→ **Task goal**
Read through the listing and copy every line that contains the word "name".

→ **Dataset records**
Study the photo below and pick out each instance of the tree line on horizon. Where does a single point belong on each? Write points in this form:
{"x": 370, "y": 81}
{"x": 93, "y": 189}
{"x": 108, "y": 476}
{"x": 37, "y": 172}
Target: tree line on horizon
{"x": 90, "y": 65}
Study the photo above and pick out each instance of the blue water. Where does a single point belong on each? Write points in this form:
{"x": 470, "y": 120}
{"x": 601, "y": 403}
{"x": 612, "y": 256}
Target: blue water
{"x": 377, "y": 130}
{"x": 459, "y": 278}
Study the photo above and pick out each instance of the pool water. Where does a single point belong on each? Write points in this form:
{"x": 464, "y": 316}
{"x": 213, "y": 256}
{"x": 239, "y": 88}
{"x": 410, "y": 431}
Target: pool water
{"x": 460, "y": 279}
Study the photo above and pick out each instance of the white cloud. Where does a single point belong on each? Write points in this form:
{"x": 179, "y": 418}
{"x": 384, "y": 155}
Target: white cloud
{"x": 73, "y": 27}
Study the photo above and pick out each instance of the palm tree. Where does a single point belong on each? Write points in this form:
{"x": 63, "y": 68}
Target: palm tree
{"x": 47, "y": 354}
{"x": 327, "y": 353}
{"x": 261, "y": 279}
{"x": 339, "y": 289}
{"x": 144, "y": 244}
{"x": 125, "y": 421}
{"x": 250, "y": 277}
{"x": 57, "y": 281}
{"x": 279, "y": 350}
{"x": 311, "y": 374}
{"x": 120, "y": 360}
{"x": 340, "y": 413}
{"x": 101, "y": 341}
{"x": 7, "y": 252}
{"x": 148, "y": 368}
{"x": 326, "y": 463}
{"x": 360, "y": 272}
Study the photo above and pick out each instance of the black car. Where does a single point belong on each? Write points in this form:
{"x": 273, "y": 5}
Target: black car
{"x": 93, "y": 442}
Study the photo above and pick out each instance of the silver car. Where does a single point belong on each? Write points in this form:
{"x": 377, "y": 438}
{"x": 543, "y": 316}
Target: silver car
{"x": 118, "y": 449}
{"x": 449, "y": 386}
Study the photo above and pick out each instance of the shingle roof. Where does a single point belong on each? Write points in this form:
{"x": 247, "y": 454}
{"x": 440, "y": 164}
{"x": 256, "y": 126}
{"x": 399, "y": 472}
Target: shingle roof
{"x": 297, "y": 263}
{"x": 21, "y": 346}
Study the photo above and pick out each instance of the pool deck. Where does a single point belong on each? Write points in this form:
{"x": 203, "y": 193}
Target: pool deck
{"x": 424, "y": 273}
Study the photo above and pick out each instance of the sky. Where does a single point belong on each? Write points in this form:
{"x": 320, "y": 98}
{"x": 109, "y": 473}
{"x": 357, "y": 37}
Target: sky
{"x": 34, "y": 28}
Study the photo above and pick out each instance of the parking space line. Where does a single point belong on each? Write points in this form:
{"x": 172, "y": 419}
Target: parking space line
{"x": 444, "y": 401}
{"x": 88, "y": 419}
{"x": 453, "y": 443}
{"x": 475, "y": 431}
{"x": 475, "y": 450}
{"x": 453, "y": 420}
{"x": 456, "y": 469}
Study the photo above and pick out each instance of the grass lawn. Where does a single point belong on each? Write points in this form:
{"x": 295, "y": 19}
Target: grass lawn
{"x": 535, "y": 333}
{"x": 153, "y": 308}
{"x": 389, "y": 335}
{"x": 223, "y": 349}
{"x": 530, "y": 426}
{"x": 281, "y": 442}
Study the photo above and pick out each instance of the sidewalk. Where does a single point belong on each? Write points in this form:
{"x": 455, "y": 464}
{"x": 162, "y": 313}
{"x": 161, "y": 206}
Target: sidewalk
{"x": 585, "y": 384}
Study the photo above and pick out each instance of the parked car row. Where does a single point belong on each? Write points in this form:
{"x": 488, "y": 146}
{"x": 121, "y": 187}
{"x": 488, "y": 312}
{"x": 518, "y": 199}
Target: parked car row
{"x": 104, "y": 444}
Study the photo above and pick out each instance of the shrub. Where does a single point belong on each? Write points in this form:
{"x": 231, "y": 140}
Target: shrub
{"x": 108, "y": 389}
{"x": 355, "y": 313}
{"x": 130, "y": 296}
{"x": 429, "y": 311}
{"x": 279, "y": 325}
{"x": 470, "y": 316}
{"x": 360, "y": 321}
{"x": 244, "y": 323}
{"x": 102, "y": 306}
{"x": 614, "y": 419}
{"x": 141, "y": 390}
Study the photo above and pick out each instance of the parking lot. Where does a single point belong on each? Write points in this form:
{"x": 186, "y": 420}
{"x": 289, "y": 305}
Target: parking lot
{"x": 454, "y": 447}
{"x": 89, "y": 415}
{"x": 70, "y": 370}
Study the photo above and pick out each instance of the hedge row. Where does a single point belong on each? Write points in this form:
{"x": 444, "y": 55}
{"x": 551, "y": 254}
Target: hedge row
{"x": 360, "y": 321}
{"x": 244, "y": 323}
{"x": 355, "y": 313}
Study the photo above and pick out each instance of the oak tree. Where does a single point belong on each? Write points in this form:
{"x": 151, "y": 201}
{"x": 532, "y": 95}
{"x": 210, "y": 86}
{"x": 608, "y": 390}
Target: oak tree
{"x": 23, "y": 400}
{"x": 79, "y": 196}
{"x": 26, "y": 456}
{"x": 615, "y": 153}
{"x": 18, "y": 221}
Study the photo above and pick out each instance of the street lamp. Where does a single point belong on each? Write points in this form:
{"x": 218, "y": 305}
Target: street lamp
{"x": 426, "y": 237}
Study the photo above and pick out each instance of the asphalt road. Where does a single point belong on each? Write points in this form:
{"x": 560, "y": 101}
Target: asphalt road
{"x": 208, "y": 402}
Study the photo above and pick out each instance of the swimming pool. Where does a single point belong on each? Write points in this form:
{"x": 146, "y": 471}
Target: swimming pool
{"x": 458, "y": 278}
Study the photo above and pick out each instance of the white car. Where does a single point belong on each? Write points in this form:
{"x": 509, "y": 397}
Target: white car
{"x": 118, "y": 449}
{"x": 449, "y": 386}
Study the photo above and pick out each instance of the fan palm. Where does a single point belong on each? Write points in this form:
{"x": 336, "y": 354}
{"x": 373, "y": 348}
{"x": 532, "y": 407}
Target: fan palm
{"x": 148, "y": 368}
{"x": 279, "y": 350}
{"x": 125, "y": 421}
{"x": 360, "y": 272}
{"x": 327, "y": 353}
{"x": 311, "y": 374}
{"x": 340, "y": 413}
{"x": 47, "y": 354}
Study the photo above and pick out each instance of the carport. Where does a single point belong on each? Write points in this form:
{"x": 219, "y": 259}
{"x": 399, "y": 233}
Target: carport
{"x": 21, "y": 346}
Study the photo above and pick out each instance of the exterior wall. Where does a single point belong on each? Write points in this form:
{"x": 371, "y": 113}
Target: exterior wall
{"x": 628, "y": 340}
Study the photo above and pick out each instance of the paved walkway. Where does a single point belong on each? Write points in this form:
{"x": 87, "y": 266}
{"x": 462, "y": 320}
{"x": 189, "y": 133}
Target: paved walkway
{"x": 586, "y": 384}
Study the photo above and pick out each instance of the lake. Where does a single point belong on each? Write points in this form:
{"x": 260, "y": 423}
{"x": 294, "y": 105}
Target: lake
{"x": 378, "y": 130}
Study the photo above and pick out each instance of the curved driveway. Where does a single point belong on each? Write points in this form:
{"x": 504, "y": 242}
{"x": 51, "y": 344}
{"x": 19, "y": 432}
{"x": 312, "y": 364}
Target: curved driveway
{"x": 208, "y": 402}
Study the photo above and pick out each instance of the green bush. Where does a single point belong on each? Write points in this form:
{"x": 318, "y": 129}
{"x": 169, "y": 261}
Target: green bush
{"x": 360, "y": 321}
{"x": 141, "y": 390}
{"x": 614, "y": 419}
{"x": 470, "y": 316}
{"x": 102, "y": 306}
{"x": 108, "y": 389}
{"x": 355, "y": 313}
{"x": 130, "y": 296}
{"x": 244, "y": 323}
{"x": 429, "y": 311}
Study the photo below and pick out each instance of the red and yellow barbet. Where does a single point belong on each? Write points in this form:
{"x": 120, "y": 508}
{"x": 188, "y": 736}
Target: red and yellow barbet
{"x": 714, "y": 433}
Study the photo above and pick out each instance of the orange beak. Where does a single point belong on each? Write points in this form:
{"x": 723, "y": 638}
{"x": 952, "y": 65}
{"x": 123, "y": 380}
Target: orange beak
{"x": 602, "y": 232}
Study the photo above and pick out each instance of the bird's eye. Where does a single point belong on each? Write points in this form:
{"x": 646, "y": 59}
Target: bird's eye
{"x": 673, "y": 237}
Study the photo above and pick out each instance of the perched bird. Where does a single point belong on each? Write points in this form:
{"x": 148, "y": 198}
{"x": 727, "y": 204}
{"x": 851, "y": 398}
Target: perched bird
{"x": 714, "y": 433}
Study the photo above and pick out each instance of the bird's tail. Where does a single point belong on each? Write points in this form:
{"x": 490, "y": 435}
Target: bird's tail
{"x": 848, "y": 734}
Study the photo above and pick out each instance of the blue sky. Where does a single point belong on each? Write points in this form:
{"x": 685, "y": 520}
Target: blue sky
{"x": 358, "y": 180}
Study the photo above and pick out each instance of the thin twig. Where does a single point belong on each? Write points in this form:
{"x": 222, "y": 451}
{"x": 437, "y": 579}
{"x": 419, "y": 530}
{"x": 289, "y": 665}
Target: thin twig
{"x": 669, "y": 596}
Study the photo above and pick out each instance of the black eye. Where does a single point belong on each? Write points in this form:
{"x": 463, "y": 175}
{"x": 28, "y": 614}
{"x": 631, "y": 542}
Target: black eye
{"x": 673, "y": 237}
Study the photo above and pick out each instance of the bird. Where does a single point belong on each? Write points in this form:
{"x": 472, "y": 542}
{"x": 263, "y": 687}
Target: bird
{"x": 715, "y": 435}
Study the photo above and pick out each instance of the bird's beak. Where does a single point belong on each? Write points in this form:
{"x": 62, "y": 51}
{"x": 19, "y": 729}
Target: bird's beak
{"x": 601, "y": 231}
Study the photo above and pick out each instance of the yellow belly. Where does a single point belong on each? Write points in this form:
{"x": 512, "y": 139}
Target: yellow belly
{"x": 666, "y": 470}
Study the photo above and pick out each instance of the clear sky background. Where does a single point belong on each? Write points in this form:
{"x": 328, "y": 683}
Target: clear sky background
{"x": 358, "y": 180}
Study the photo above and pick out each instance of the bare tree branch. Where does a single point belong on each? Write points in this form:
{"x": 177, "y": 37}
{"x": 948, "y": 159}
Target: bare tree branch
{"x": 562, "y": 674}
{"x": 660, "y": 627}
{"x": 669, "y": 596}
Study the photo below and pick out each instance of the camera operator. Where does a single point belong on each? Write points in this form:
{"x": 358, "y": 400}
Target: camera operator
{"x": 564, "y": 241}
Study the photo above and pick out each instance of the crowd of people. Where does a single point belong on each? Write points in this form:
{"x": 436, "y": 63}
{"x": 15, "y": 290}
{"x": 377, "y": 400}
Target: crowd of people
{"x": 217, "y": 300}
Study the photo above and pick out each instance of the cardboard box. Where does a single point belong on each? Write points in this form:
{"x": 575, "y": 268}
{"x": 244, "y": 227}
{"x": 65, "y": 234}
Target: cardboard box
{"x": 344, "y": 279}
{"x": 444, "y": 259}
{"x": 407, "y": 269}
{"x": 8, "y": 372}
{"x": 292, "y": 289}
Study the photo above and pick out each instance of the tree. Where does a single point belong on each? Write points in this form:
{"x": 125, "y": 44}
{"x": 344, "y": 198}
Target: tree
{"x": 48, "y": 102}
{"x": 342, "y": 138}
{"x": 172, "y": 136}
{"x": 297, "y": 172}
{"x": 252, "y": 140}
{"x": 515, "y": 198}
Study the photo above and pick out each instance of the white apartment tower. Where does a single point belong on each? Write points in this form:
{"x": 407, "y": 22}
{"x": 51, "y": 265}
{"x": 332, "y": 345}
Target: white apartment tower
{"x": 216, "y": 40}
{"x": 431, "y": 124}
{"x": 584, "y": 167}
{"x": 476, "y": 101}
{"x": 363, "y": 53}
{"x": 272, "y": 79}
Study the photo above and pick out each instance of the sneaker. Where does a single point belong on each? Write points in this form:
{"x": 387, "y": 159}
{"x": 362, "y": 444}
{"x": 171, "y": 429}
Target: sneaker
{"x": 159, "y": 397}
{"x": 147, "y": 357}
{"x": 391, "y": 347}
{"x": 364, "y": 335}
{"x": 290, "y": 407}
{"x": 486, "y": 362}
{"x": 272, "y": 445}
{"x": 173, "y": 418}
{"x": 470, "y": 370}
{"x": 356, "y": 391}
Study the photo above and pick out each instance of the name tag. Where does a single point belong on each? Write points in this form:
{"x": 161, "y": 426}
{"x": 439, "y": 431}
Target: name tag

→ **Answer box**
Study the photo above and pick out each instance of the name tag. Where does a single point belong on each? Write points in this form:
Target: name tag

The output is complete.